> Problem details: Can all of these lines be returned exactly?

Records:
· · · · ·

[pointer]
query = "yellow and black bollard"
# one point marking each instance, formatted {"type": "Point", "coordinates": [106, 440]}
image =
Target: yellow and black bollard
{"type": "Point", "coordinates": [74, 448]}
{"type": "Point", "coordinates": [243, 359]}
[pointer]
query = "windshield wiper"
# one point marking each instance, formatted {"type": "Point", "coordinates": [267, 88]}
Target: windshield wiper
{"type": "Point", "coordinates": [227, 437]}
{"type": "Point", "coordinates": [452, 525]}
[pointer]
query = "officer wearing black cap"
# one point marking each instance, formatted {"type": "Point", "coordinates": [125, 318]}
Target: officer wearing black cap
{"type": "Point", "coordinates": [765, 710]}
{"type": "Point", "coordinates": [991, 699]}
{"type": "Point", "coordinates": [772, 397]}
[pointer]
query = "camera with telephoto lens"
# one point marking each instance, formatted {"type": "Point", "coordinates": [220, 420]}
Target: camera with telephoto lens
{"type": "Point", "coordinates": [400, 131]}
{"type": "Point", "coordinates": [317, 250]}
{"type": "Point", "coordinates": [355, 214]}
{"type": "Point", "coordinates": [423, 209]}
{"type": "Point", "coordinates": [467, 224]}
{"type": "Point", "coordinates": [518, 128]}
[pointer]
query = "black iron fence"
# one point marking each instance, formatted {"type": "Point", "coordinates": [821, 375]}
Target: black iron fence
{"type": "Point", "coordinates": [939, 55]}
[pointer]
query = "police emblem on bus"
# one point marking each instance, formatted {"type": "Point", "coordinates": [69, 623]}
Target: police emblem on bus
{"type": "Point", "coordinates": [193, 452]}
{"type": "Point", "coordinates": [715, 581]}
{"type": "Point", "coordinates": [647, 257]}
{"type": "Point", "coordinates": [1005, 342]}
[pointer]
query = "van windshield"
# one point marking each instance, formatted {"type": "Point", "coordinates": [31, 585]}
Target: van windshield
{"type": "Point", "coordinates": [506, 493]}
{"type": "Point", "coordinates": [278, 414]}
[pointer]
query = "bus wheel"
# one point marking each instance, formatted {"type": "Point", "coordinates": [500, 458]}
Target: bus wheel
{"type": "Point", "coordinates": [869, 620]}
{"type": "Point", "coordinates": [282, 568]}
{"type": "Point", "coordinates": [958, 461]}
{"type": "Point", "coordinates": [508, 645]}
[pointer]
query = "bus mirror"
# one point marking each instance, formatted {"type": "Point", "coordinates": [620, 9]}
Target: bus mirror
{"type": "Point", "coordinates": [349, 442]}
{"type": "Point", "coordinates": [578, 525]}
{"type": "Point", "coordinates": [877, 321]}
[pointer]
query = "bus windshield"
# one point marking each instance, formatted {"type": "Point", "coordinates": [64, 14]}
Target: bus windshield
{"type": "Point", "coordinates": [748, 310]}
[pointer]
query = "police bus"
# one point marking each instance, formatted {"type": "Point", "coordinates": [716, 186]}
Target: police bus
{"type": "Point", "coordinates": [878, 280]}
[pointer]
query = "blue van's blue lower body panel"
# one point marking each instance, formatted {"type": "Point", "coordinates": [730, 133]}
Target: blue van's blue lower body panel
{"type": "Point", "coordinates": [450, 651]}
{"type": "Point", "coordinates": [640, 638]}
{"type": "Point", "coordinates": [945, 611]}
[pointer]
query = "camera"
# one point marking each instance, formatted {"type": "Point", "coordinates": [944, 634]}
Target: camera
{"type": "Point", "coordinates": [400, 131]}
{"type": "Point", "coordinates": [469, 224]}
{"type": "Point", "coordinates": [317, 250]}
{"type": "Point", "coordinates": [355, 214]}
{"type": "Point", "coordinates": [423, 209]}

· · · · ·

> Response to the task:
[pointer]
query = "yellow and black bollard"
# one point marking each instance, formatted {"type": "Point", "coordinates": [106, 440]}
image =
Target: yellow and black bollard
{"type": "Point", "coordinates": [74, 448]}
{"type": "Point", "coordinates": [243, 359]}
[pointer]
query = "windshield wiper"
# one point marking each instance, formatted {"type": "Point", "coordinates": [267, 88]}
Target: windshield wiper
{"type": "Point", "coordinates": [227, 437]}
{"type": "Point", "coordinates": [452, 525]}
[pointer]
query = "officer wearing black cap"
# one point marking each instance, formatted {"type": "Point", "coordinates": [125, 318]}
Target: officer wearing black cap
{"type": "Point", "coordinates": [765, 710]}
{"type": "Point", "coordinates": [991, 699]}
{"type": "Point", "coordinates": [772, 397]}
[pointer]
query = "camera with telephoto lens"
# one point marking each instance, formatted {"type": "Point", "coordinates": [220, 420]}
Target: camera with telephoto lens
{"type": "Point", "coordinates": [400, 131]}
{"type": "Point", "coordinates": [317, 250]}
{"type": "Point", "coordinates": [355, 214]}
{"type": "Point", "coordinates": [423, 209]}
{"type": "Point", "coordinates": [467, 224]}
{"type": "Point", "coordinates": [518, 128]}
[pointer]
query = "black iron fence"
# one point marking each instance, formatted {"type": "Point", "coordinates": [821, 375]}
Target: black iron fence
{"type": "Point", "coordinates": [939, 55]}
[pointer]
query = "police emblem on bus"
# one point marking each instance, formatted {"type": "Point", "coordinates": [69, 623]}
Target: police emblem on bus
{"type": "Point", "coordinates": [193, 452]}
{"type": "Point", "coordinates": [715, 581]}
{"type": "Point", "coordinates": [647, 257]}
{"type": "Point", "coordinates": [1005, 342]}
[pointer]
query = "van windshield"
# one point marking each instance, formatted {"type": "Point", "coordinates": [31, 585]}
Target: van windshield
{"type": "Point", "coordinates": [506, 493]}
{"type": "Point", "coordinates": [278, 414]}
[pointer]
query = "bus wheel"
# one point marking each instance, formatted {"type": "Point", "coordinates": [500, 458]}
Target: bus wheel
{"type": "Point", "coordinates": [869, 620]}
{"type": "Point", "coordinates": [282, 568]}
{"type": "Point", "coordinates": [958, 461]}
{"type": "Point", "coordinates": [508, 645]}
[pointer]
query = "bus mirror"
# one point marking each instance, formatted {"type": "Point", "coordinates": [620, 9]}
Target: bus mirror
{"type": "Point", "coordinates": [349, 442]}
{"type": "Point", "coordinates": [578, 525]}
{"type": "Point", "coordinates": [877, 321]}
[pointer]
query = "bus windshield"
# one point marking each instance, formatted {"type": "Point", "coordinates": [64, 14]}
Target: bus windshield
{"type": "Point", "coordinates": [748, 310]}
[pointer]
query = "police bus"
# one point marking each instance, formatted {"type": "Point", "coordinates": [716, 186]}
Target: police bus
{"type": "Point", "coordinates": [878, 280]}
[pointer]
query = "blue van's blue lower body panel"
# one point marking each instance, formatted {"type": "Point", "coordinates": [730, 133]}
Target: blue van's blue lower body panel
{"type": "Point", "coordinates": [450, 651]}
{"type": "Point", "coordinates": [640, 638]}
{"type": "Point", "coordinates": [945, 611]}
[pointer]
query = "camera"
# one point marking each instance, formatted {"type": "Point", "coordinates": [944, 634]}
Target: camera
{"type": "Point", "coordinates": [400, 131]}
{"type": "Point", "coordinates": [469, 224]}
{"type": "Point", "coordinates": [317, 250]}
{"type": "Point", "coordinates": [355, 214]}
{"type": "Point", "coordinates": [423, 209]}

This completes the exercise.